__Reading text__
[Begin]
Thanks for the excellent analysis. It should be noted that Jellyfish
probably isn't playing quite as well as these results would indicate.
The reason is that we are using Jellyfish's own rollouts to determine the
best play. While Jellyfish plays well enough on any level so most
rollouts can be trusted (and Hal and I tried to avoid positions where we
thought there might be problems with the rollouts), there are bound to be
a few positions in the book which Jellyfish misplays badly enough so the
rollouts give erroneous results. Since the same program is doing the
rollouts and choosing the moves the bias will be in the same direction,
so Jellyfish's opinions are likely to echo any false rollout results.

It should also be noted that the positions in the book are the types of
positions which expert human players have trouble with, while the neural
nets do well on these sort of positions. They are largely "judgment"
problems, where one has to weigh conflicting conflicting priorities and
come up with the right balance. This is the area where the neural nets
are very strong. If we were looking at different types of positions
which were of a more technical nature, human experts would outscore
Jellyfish.

Despite all this, you are quite correct: The program plays a damned good
game of backgammon.

Kit

Unknown

unread,

Mar 9, 1998, 3:00:00 AM3/9/98

to

On Sat, 07 Mar 1998 15:16:26 +0000, N Gibbions
<N.Gib...@sheffield.ac.uk> wrote:

>The following may be of interest to owners of Woolsey's book, "New Ideas in Backgammon".
>
>Having recently uprgaded my copy of Jellyfish from version 2.01 to version 3.0, I
>decided see how many problems in the book each version got right playing at levels 5, 6
>and 7. The idea was to get some sort of a handle on the following issues:
>
>(1) The relative merits of the two versions of Jellyfish.
>
>(2) A comparison of JF's standard of checker play with my own.
>
>(3) A feel for the relative playing strengths of different levels within the same
>version of JF.
>
>Here are the results:
>
> JF2.01 JF3.0
> Wrong Equity Average Wrong Equity Average
>Level 5 40 3.058 0.029 41 3.006 0.029
>Level 6 24 1.724 0.017 23 1.622 0.016
>Level 7 18 1.388 0.013 8 0.508 0.005

Could you please post the numbers of the 10 problems which Jf 3.0
managed to correct ?

Thanks

>The heading "Wrong" refers to the number of problems (out of a total of 104) each
>program got wrong (taking the solutions in the book, which are based upon extensive
>rollouts, and expert opinion, as given). "Equity" refers to the total equity sacrificed
>as a result of these errors. And "Average" refers to the average equity sacrificed per
>problem (i.e. total equity sacrificed, divided by 104).
>
>Some general conclusions from the above results:
>
>(1) The improvement between levels, within the same version of JF is quite significant.
>In both versions, level 6 gets many problems right that level 5 gets wrong, and the
>average equity sacrificed over this series of 104 difficult problems almost halves as a
>consequence. The improvement between levels 6 and 7 is not so pronounced in JF2.01, but
>in JF3.0 is quite remarkable.
>
>(2) At levels 5 and 6, the two versions of JF do equally well in terms of the number of
>problems they get right, but version 3.0 has a slight edge, in that, its mistakes tend
>to be less significant that version 2.01's. Hence JF3.0 sacrifices less equity overall
>than version 2.01. and has a slightly lower average at these levels. On level 7,
>however, JF3.0 does much better than the previous version.
>

snip

>In case anyone is interested, the problems which JF3.0, level 7 gets wrong are the
>following: 13, 49, 51, 63, 66, 93, 97, 103.

My Jf 3.0 plays problem 63 ok
6/3 14/13 eq -.031
8/5 6/5 eq -.035
[End]
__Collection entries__
[Begin]
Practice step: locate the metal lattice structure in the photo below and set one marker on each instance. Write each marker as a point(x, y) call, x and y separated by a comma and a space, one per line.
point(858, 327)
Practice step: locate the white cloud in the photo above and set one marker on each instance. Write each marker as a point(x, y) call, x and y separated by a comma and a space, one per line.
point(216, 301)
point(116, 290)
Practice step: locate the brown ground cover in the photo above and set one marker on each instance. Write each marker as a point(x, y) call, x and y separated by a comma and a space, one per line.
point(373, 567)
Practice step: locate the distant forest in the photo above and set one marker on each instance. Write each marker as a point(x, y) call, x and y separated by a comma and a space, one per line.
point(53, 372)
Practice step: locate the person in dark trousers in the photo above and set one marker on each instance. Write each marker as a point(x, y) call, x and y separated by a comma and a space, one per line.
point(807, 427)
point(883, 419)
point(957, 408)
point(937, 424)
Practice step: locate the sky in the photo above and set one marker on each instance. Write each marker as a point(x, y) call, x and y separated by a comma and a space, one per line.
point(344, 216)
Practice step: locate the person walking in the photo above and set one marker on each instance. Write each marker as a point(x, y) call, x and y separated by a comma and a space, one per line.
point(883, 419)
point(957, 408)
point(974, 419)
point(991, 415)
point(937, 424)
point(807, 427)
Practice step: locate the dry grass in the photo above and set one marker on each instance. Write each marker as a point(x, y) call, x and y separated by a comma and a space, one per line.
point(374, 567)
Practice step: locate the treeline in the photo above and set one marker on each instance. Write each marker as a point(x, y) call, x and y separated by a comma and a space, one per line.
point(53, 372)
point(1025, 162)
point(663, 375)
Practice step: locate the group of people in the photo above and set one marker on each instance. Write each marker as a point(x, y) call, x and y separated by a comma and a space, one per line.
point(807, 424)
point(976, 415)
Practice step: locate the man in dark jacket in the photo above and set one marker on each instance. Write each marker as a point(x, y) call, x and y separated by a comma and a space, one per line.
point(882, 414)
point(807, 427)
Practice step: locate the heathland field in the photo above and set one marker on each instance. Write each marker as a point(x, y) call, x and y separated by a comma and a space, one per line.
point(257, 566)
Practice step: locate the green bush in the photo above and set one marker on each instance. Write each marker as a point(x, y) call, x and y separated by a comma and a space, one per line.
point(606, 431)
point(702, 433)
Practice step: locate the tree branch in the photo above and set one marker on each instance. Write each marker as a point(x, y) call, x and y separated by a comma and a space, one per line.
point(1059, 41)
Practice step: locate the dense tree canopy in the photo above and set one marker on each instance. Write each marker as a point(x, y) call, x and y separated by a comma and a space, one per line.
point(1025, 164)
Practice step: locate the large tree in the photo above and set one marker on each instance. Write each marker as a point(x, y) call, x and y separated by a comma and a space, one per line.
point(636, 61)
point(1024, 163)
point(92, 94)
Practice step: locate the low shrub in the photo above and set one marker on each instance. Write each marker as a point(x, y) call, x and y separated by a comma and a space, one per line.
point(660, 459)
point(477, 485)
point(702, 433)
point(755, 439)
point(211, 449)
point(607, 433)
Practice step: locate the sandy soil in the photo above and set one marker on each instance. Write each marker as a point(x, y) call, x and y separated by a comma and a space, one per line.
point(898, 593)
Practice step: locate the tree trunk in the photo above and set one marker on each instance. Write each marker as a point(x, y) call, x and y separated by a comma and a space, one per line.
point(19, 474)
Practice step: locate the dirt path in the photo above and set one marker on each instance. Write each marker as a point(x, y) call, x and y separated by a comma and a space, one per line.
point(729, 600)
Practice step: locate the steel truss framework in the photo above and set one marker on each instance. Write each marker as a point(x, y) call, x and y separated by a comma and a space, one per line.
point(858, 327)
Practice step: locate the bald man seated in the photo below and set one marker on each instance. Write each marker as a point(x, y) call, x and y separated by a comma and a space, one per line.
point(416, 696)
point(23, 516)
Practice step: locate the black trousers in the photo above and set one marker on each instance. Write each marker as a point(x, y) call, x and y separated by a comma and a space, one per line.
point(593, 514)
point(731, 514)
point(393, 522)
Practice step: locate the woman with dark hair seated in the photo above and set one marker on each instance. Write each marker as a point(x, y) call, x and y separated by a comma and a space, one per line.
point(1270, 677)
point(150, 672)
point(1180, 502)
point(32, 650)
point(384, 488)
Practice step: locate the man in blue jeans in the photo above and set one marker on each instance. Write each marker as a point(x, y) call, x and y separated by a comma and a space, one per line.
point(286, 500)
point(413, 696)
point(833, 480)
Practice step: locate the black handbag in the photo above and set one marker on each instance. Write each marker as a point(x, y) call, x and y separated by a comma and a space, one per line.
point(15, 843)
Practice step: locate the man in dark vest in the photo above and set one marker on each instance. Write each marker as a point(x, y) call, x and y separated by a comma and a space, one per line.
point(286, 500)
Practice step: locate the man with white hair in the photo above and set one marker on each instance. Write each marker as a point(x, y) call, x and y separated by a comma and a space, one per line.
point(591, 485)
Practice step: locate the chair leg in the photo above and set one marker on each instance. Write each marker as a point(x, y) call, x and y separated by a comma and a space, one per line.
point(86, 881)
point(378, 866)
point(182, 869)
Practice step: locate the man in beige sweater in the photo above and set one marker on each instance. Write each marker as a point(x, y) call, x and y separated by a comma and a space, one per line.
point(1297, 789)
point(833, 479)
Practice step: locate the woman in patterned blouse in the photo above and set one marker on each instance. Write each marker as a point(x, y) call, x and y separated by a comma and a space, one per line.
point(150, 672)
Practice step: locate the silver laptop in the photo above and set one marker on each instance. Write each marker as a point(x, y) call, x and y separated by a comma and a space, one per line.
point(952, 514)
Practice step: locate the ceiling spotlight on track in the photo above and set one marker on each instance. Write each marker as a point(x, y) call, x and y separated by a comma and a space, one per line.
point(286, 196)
[End]
__Exercise objective__
Rewrite the Jellyfish thread starting at "Could you please" and ending at "is quite significant.", changing every "equity sacrificed" to "equity lost".

__Response below__
Could you please post the numbers of the 10 problems which Jf 3.0
managed to correct ?

Thanks

>The heading "Wrong" refers to the number of problems (out of a total of 104) each
>program got wrong (taking the solutions in the book, which are based upon extensive
>rollouts, and expert opinion, as given). "Equity" refers to the total equity lost
>as a result of these errors. And "Average" refers to the average equity lost per
>problem (i.e. total equity lost, divided by 104).
>
>Some general conclusions from the above results:
>
>(1) The improvement between levels, within the same version of JF is quite significant.